— start Dataset extract —
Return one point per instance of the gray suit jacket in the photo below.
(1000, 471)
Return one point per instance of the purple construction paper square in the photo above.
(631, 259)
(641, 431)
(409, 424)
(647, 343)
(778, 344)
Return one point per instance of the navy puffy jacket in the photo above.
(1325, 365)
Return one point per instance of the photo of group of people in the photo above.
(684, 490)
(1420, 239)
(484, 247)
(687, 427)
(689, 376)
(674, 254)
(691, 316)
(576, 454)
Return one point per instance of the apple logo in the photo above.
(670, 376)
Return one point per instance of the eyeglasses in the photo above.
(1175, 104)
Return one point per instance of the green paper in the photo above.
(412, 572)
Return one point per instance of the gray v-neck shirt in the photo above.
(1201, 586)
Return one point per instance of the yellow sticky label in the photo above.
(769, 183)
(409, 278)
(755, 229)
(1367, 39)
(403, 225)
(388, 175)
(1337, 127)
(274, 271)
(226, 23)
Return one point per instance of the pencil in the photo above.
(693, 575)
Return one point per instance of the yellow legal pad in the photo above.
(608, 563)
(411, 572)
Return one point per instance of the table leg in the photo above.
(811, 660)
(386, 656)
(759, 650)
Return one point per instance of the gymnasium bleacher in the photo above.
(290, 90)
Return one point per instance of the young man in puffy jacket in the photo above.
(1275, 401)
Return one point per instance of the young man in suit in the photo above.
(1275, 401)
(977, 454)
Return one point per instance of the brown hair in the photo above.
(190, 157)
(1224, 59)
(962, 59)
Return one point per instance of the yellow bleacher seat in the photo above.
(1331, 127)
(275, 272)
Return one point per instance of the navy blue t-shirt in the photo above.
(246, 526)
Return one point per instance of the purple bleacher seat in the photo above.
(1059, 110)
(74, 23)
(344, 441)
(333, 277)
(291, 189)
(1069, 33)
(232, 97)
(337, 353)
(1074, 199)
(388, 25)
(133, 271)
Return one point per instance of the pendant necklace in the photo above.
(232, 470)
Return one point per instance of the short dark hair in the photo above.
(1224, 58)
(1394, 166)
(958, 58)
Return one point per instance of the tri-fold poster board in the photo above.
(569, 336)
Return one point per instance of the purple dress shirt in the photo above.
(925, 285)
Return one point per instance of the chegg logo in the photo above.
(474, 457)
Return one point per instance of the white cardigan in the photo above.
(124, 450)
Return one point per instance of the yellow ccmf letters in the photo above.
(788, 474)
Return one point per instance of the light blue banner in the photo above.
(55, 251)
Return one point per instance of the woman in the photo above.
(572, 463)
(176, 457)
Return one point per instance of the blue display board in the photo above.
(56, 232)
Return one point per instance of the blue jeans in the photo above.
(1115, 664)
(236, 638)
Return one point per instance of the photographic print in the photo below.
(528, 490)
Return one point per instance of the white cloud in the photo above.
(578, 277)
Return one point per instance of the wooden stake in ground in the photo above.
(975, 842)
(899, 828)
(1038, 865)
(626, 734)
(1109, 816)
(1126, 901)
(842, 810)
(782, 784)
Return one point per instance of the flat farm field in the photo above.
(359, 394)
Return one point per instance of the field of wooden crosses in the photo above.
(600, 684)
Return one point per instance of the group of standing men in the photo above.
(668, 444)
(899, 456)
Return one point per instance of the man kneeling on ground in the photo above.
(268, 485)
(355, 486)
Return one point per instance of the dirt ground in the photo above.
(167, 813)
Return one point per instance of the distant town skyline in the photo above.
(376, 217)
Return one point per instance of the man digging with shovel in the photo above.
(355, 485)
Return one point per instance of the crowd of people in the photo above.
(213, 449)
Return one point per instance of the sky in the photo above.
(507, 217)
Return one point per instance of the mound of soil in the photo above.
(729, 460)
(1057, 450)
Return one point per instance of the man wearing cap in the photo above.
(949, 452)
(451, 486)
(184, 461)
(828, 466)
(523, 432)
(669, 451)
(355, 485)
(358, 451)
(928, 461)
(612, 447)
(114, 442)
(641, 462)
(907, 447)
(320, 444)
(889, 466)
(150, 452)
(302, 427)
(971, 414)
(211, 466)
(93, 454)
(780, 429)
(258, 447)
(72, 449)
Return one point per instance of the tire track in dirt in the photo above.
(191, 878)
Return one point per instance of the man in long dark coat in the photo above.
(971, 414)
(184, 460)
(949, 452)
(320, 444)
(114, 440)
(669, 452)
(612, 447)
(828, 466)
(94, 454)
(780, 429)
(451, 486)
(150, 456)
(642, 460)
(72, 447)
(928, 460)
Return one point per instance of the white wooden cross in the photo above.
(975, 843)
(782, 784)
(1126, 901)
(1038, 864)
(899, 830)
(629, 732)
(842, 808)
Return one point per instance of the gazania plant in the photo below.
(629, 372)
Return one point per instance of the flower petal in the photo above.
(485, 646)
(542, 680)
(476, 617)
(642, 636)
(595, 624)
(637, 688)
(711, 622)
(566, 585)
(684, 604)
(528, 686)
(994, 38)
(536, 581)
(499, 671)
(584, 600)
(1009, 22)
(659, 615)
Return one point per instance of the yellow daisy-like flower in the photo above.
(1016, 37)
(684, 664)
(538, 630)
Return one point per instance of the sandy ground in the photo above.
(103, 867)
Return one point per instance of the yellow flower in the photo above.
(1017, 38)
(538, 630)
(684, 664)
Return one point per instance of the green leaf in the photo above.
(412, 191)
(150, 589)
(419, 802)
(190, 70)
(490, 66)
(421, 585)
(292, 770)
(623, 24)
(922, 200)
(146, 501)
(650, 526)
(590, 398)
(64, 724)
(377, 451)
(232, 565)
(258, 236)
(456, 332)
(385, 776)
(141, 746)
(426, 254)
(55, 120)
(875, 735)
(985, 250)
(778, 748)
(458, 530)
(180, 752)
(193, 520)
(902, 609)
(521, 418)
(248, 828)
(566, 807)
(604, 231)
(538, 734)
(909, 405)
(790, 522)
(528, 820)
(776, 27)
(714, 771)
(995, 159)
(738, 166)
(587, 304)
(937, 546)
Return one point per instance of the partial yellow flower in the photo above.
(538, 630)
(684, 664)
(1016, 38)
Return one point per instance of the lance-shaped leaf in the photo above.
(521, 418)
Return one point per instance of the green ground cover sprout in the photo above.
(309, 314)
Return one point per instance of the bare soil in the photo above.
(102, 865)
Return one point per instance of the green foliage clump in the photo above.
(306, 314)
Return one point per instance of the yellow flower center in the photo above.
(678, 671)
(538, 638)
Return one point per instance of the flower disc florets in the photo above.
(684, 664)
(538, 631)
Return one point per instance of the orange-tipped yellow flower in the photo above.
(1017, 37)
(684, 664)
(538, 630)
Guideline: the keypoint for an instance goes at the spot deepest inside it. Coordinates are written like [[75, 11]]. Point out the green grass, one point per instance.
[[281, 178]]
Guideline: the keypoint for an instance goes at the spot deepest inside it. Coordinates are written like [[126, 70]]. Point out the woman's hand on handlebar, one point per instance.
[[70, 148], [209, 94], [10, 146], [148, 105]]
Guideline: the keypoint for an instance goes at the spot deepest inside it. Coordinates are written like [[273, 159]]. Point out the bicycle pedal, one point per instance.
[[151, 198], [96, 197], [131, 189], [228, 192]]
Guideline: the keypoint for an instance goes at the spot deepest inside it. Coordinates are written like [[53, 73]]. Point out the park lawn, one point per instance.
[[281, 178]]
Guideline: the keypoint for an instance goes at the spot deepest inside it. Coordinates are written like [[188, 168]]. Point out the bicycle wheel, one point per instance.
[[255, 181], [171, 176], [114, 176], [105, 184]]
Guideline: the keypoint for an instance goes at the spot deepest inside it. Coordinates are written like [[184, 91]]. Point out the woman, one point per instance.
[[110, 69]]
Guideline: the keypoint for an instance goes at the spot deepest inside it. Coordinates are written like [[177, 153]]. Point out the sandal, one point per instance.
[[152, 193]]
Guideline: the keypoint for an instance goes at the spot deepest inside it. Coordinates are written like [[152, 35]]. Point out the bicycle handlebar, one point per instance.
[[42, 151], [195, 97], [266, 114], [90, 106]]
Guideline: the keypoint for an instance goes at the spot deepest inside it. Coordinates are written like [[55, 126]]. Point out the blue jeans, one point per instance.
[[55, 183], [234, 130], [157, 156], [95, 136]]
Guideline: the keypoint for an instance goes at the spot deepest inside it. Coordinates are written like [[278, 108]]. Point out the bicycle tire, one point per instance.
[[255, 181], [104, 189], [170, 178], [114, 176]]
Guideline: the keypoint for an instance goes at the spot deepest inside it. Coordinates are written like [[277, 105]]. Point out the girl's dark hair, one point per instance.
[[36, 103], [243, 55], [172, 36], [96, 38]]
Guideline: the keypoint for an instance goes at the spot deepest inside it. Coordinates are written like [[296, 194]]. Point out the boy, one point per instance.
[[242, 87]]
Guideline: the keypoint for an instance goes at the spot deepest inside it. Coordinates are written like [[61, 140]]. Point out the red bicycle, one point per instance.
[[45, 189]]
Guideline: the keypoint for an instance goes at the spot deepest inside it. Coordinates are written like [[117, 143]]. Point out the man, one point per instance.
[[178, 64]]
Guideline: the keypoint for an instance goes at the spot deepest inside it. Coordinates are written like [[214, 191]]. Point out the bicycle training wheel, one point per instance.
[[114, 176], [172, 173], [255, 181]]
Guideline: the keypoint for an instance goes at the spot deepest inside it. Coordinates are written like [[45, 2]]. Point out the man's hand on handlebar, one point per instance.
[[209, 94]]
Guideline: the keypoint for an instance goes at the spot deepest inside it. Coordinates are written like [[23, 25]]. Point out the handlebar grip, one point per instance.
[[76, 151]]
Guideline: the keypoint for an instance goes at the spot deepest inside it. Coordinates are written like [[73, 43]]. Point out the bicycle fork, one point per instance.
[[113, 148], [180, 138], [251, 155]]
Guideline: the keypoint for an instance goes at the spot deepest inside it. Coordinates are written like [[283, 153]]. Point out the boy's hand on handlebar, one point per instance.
— end Dataset extract —
• [What is being asked]: Copy from the line with "sandal, one point per instance." to the line with "[[152, 193]]" in the listing above, both included, character for character.

• [Response for this exercise]:
Guideline: the keypoint for an instance goes at the spot deepest inside it. Coordinates are written like [[177, 153]]. Point out the sandal, one point per instance.
[[152, 193]]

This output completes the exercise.